■ Текст для работы
——
Я приметил, что присутствие миссионера Нота не нравилось королю, и он поспешил запереть дверь; потом показал свои часы, карту, тетрадь начальных правил геометрии, которой он учился с английской книги, и что понимал, описывал в сию тетрадь на отаитском языке. Вынул из шкатулки чернильницу с пером и лоскутом бумаги, подал мне, прося написать по-русски, чтоб подателю сей записки отпущена была бутылка рома. Я написал, чтоб посланному дать три бутылки рома и шесть – тенерифского вина. В сие время вошли Нот и Лазарев. Король смутился, поспешно спрятал записку, чернила, бумагу, геометрическую тетрадь и переменил разговор.
Побыв недолго у короля, мы последовали за миссионером Нотом извилистой тропинкой в тени лимонной и апельсиновой рощи. Сии плодоносные деревья, под открытым небом, в благорастворенном климате, растут, как другие деревья, без всякого от островитян попечения.
Мы видели несколько опрятных домиков, и в один растворенный зашли. В доме не было никого; посредине стояла двухспальная кровать, покрытая опрятно желтым одеялом; над изголовьем, в крыше (за жердью) положено было Евангелие. Небольшая скамейка на низких ножках, камень, которым растирают кокосовые орехи, и несколько очищенных черепков сих орехов составляли весь домашний прибор счастливых островитян. Съестные припасы их почти беспрерывно в продолжение года готовы на деревьях, когда им нужны – снимают; нет никакой надобности заготовлять в запас и беречь для будущего времени. Вероятно, хозяева сего дома уверены в неприкосновенности собственности каждого, совершенно покойно полагаясь на честность соседей, оставили жилище свое. Где, кроме как на острове Отаити, можно сие сделать и потом не раскаиваться?
Пройдя еще несколько далее по тропинке, между кустарниками и небольшим лесом, мы достигли церкви. Она построена наподобие королевского дома: посередине, во всю длину, проход между деревянными, по обеим сторонам поставленными скамейками, к одной стороне сделана на четырех столбах, вышиной пять футов, окруженная перилами кафедpa, с которой миссионер проповедует слово Божье. Вообще, по внутреннему устроению церковь подобна реформаторской.
Из церкви мы вышли на взморье и, пройдя к востоку с полмили, достигли дома секретаря Паофая. Врытые в землю колоды, как выше упомянуто, и теперь способствовали нам перейти через низкий дощатый забор. Одна сторона дома была на взморье; во внутренности мы увидели молодую прекрасную отаитянку, жену Паофая, сидящую с подругами своими на постланных на землю матах; она кормила грудью своего ребенка; все были одеты весьма чисто в белое отаитское платье, за ушами имели цветы. Паофая не было дома.
——
■ Исходные данные
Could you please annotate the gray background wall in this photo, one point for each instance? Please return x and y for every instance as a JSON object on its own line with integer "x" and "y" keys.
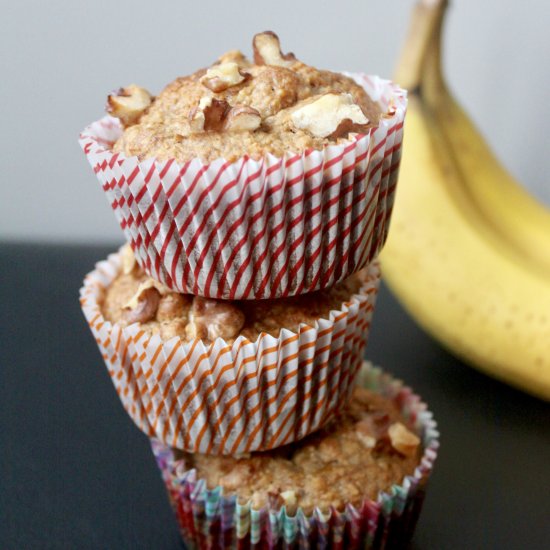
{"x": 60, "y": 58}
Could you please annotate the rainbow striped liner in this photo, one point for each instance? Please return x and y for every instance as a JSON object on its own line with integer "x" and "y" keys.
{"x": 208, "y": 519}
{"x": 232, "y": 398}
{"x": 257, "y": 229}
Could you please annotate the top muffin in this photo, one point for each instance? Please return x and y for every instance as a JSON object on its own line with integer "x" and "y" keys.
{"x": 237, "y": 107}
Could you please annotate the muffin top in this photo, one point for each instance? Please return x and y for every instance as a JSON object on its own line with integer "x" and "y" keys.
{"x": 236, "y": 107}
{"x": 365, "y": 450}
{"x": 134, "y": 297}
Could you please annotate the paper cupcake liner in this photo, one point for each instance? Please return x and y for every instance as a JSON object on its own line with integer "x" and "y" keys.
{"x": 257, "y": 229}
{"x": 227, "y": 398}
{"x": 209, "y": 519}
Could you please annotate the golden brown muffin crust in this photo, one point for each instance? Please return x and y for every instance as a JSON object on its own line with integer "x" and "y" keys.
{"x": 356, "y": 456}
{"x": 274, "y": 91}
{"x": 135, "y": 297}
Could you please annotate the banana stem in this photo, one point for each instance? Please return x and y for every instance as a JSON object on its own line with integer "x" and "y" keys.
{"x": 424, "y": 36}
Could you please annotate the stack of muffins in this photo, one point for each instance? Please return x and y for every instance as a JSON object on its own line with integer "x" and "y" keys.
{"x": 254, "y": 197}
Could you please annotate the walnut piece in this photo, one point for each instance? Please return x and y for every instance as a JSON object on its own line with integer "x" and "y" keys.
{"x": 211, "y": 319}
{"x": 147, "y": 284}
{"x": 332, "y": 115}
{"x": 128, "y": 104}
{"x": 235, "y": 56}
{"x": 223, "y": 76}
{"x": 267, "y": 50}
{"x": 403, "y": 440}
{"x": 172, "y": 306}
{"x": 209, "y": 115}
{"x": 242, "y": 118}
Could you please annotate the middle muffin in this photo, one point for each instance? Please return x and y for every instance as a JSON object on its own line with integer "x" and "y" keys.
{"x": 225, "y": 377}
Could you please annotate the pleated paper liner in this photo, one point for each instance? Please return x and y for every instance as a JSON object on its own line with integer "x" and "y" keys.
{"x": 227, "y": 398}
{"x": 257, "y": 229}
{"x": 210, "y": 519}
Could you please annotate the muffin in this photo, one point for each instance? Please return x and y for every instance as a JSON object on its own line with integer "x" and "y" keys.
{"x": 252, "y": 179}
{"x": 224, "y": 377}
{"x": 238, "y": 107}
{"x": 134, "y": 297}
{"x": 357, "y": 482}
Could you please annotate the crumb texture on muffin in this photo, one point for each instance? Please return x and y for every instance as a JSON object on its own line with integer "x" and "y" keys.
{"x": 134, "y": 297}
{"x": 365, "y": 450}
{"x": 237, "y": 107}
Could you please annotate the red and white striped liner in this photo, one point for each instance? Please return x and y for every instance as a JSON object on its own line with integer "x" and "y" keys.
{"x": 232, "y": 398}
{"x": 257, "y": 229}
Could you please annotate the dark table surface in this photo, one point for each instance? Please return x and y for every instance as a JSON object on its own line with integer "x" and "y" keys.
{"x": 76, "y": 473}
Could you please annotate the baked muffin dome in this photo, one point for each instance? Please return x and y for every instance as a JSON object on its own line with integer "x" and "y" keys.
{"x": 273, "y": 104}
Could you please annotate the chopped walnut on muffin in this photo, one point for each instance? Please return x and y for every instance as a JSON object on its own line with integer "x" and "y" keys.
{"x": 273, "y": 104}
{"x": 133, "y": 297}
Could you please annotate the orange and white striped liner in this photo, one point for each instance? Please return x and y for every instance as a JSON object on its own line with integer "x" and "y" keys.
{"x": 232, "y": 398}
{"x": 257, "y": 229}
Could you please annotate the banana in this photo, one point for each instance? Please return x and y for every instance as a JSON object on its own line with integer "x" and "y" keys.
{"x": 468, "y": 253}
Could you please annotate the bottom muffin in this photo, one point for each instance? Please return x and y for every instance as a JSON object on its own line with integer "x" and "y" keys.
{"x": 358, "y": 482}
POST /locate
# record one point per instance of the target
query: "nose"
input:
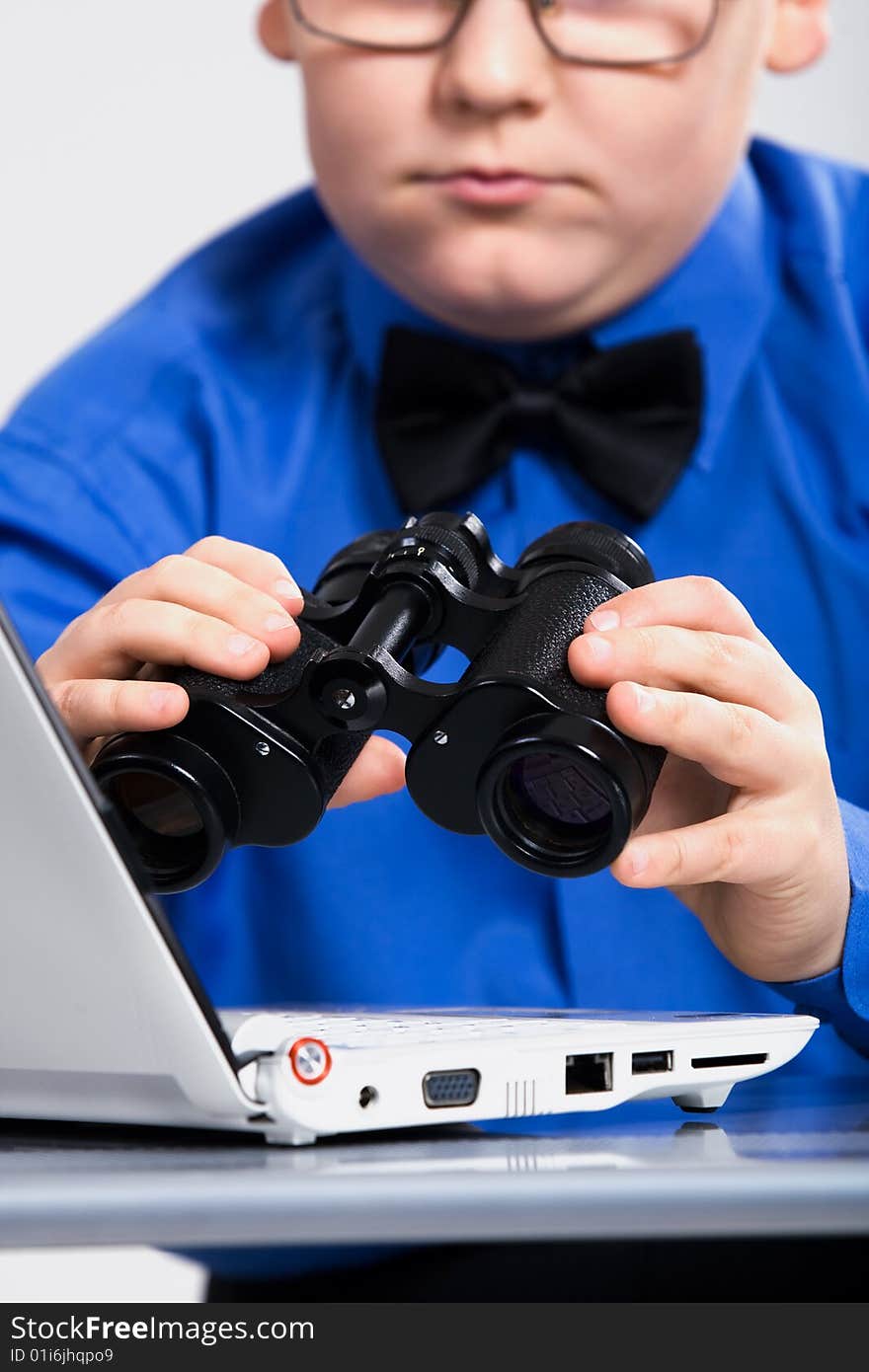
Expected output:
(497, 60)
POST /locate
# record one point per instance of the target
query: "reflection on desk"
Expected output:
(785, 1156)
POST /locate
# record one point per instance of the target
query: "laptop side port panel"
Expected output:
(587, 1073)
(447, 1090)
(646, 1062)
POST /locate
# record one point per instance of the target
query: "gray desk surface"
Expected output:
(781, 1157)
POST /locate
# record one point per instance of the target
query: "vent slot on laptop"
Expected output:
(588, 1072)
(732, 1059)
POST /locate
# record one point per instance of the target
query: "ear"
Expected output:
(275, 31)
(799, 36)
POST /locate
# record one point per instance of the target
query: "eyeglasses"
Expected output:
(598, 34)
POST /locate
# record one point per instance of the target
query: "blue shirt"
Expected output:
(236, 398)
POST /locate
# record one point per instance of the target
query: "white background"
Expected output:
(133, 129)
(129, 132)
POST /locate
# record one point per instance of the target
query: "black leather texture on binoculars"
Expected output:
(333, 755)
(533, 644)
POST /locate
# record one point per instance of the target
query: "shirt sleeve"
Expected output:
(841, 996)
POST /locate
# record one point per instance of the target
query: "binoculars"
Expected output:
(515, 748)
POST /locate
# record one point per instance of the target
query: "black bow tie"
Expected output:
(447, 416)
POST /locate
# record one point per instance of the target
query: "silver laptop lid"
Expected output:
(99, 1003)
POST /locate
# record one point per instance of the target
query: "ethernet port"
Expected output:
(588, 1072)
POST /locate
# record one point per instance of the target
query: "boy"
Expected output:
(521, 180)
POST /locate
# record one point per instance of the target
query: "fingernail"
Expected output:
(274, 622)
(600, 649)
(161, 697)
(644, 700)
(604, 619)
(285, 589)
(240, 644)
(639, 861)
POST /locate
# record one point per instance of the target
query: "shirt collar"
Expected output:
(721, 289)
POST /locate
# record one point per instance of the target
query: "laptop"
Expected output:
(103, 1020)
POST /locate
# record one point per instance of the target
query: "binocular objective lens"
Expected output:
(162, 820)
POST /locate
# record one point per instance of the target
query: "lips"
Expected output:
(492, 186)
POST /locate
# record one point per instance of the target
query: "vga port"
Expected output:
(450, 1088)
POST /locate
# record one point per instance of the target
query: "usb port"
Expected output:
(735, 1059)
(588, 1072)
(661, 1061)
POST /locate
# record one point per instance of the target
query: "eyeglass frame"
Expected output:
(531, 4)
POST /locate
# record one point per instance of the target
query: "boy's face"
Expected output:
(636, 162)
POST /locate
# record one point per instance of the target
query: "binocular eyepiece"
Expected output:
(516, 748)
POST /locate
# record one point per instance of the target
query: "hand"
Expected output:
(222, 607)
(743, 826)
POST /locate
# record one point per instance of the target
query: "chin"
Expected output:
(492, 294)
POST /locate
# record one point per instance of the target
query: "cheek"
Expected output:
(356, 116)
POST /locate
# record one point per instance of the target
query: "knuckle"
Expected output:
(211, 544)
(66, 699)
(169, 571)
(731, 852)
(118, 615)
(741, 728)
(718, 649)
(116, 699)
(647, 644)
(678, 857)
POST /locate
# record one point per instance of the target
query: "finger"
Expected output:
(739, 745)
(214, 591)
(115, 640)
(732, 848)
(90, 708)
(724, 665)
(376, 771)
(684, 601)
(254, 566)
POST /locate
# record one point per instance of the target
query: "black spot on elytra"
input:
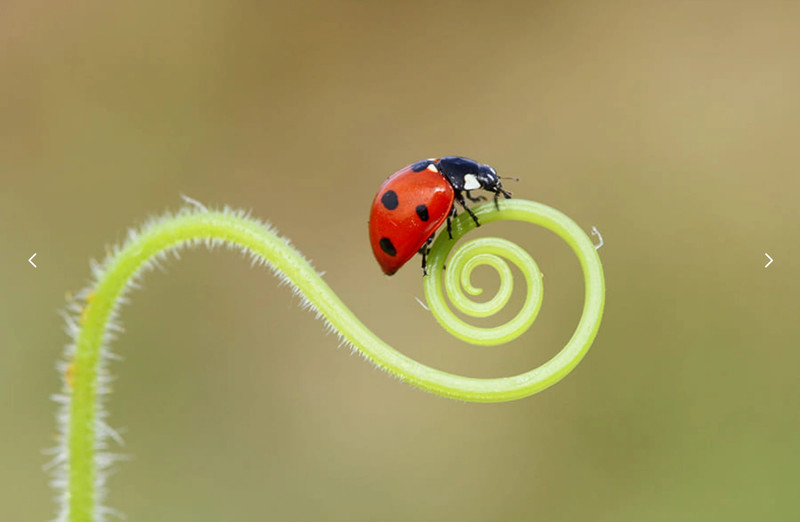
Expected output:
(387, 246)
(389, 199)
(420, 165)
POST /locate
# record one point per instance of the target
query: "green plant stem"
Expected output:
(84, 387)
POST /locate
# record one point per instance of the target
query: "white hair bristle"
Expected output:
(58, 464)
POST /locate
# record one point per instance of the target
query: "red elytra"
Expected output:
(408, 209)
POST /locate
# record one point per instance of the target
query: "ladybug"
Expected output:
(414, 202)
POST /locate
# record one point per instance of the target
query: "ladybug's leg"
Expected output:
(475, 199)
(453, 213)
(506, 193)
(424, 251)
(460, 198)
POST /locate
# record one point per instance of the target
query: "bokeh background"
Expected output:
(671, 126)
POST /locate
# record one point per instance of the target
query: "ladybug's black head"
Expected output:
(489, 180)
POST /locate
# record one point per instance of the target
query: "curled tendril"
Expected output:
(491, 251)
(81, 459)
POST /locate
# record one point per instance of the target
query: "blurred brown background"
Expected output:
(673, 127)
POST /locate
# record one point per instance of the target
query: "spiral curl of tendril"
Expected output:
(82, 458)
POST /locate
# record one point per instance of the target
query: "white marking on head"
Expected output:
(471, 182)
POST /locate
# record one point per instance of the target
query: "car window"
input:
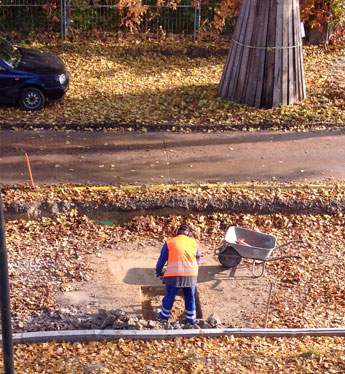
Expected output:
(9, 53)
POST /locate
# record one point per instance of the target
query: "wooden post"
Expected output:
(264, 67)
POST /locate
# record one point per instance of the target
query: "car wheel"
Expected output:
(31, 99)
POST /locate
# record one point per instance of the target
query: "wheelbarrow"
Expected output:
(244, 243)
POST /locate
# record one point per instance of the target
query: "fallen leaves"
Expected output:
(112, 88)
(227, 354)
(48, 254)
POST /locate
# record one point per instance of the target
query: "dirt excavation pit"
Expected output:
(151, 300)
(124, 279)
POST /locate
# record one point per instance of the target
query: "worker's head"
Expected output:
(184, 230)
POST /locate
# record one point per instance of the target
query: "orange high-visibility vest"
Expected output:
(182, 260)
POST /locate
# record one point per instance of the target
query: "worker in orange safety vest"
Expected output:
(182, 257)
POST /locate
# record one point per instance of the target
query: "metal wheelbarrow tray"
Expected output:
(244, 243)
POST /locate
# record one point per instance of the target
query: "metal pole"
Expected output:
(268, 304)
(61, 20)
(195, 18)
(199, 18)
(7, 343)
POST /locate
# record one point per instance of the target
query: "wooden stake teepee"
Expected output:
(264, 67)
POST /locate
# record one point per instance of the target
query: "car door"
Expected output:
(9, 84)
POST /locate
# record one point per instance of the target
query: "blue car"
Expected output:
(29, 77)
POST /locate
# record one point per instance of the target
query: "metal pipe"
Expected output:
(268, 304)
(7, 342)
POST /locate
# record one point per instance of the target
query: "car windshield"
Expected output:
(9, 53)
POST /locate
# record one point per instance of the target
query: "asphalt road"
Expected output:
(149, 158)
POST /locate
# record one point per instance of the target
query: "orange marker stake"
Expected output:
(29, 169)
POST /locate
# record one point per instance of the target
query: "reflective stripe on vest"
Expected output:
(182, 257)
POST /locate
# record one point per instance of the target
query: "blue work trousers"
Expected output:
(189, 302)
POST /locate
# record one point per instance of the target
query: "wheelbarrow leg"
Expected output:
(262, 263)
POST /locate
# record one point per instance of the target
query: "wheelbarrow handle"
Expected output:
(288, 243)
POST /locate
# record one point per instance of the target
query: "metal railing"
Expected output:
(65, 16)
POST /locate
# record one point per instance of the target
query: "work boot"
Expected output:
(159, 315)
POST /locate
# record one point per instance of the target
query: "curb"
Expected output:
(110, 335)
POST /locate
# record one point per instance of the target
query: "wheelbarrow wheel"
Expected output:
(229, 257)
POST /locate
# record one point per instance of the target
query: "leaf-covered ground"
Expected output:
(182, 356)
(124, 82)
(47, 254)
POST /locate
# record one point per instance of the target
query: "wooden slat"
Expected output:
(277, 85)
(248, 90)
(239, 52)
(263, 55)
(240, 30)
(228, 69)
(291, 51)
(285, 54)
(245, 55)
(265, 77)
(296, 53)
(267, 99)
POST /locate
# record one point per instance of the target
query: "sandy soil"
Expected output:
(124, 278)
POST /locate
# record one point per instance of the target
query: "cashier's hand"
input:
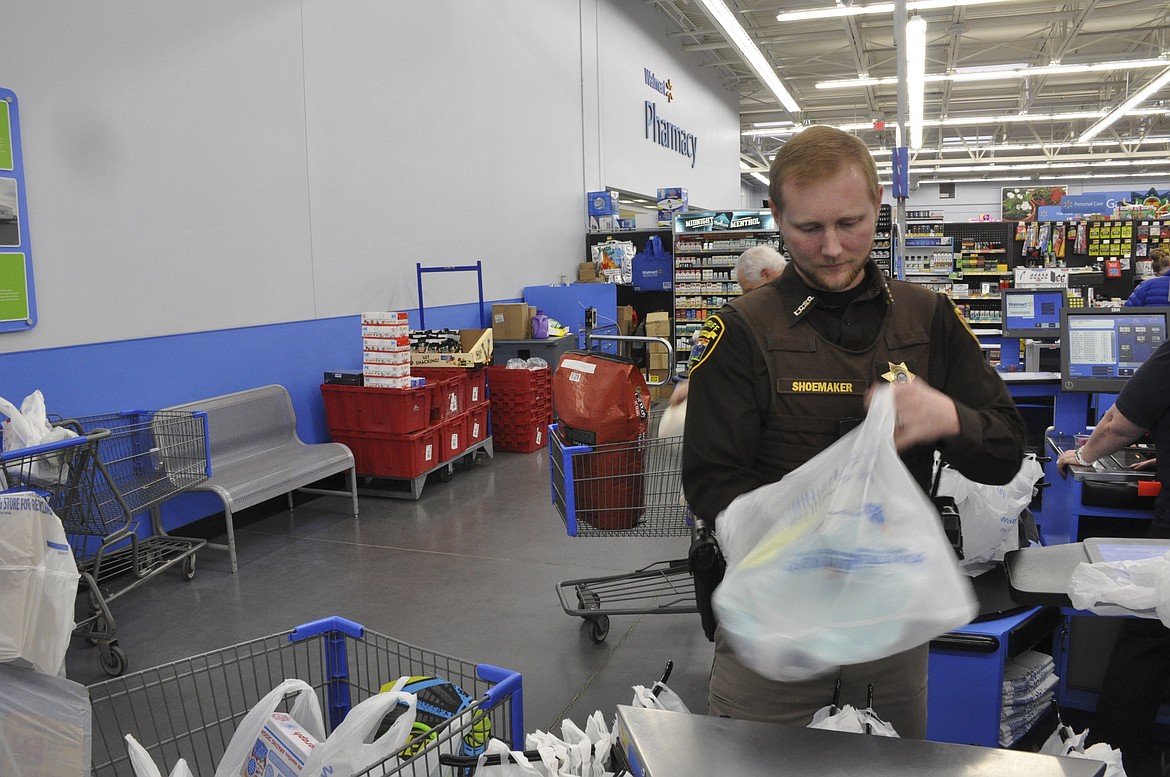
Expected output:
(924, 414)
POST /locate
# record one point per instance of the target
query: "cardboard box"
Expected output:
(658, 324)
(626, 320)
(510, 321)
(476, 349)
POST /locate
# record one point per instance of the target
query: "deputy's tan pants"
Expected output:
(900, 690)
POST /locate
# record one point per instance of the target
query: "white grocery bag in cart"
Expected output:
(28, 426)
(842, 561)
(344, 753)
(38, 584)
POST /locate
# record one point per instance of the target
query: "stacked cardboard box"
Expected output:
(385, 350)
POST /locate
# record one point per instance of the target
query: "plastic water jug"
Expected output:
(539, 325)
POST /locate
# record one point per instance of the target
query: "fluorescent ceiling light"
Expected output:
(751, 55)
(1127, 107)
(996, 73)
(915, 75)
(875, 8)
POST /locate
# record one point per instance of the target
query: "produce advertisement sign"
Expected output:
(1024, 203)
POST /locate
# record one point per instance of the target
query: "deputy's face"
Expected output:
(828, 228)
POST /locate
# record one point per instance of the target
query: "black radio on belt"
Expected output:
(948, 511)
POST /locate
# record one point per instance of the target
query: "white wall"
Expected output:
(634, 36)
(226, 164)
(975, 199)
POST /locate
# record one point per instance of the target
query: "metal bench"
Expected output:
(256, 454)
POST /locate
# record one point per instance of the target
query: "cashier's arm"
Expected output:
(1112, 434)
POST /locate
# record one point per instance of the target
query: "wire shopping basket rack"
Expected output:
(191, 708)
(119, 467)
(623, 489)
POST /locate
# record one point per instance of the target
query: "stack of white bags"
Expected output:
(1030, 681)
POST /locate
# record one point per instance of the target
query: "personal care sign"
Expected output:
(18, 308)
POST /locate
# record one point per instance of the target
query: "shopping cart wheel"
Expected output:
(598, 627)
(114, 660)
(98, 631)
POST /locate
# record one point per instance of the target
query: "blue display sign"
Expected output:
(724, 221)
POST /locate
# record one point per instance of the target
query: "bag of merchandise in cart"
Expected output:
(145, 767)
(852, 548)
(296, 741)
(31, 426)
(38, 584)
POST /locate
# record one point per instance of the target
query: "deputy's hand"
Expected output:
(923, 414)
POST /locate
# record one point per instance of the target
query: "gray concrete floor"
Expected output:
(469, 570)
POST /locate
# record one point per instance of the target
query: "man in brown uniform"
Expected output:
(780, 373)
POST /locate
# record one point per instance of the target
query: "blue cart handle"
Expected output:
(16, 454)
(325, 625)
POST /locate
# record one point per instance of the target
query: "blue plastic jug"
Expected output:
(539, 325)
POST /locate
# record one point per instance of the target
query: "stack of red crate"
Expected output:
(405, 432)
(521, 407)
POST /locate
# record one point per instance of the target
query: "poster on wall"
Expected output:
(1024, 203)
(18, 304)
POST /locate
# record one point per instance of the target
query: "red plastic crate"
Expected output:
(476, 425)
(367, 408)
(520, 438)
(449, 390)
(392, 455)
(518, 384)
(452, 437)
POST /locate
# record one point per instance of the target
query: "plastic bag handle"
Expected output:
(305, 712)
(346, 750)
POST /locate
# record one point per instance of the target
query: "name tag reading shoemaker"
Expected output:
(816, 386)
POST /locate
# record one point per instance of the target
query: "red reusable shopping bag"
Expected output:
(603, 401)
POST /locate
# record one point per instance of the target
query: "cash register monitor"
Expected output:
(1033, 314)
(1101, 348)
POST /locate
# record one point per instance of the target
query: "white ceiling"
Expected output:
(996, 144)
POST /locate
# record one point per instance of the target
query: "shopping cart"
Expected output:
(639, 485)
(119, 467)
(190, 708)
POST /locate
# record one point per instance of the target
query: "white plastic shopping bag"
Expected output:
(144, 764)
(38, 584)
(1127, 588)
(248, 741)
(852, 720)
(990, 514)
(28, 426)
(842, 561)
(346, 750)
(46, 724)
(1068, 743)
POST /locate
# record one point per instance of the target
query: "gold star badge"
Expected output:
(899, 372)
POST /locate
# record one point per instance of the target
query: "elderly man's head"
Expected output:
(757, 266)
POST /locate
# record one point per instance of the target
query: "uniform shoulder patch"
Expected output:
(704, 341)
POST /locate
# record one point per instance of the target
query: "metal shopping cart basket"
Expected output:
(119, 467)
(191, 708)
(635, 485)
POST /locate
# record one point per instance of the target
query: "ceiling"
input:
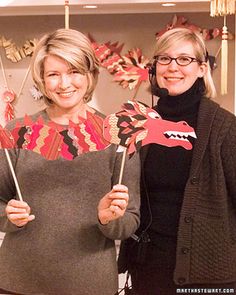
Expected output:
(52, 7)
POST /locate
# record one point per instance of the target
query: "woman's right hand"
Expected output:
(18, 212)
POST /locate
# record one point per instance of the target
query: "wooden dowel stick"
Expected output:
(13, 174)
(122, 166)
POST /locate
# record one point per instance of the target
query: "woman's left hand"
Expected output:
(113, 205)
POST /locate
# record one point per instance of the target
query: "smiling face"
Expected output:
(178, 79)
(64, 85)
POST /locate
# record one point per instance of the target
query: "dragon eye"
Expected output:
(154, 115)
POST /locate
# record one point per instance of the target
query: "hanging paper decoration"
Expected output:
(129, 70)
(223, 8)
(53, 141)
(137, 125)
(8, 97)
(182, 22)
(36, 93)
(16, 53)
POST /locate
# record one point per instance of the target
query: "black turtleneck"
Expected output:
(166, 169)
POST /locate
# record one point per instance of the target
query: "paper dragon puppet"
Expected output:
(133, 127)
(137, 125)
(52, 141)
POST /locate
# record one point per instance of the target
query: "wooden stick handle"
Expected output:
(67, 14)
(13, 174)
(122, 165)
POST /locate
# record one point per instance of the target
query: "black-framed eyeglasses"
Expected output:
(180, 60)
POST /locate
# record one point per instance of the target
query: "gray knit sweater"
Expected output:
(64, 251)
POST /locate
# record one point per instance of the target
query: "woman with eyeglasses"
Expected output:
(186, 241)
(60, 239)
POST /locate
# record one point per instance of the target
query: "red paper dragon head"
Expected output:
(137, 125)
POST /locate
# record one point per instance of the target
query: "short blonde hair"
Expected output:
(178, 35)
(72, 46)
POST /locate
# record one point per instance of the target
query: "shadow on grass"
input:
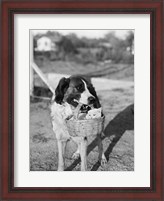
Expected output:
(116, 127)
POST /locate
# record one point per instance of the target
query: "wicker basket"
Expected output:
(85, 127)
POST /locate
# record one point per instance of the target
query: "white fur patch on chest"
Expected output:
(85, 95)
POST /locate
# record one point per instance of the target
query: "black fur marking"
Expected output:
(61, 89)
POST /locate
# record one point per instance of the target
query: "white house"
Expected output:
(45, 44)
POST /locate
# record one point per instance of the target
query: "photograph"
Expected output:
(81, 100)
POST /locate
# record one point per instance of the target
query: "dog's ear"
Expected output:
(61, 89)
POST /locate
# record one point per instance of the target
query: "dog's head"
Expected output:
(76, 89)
——
■ Задание A
Какие предметы король поспешно спрятал, когда вошли Нот и Лазарев? Перечислите их по отрывку об острове Отаити.
■ Задание B
Перепишите из отрывка об острове Отаити фрагмент, начиная со слов «Мы видели несколько» и продолжая до слов «потом не раскаиваться?» включительно.

■ Результат выполнения A
Записку, чернила, бумагу, геометрическую тетрадь.

■ Результат выполнения B
Мы видели несколько опрятных домиков, и в один растворенный зашли. В доме не было никого; посредине стояла двухспальная кровать, покрытая опрятно желтым одеялом; над изголовьем, в крыше (за жердью) положено было Евангелие. Небольшая скамейка на низких ножках, камень, которым растирают кокосовые орехи, и несколько очищенных черепков сих орехов составляли весь домашний прибор счастливых островитян. Съестные припасы их почти беспрерывно в продолжение года готовы на деревьях, когда им нужны – снимают; нет никакой надобности заготовлять в запас и беречь для будущего времени. Вероятно, хозяева сего дома уверены в неприкосновенности собственности каждого, совершенно покойно полагаясь на честность соседей, оставили жилище свое. Где, кроме как на острове Отаити, можно сие сделать и потом не раскаиваться?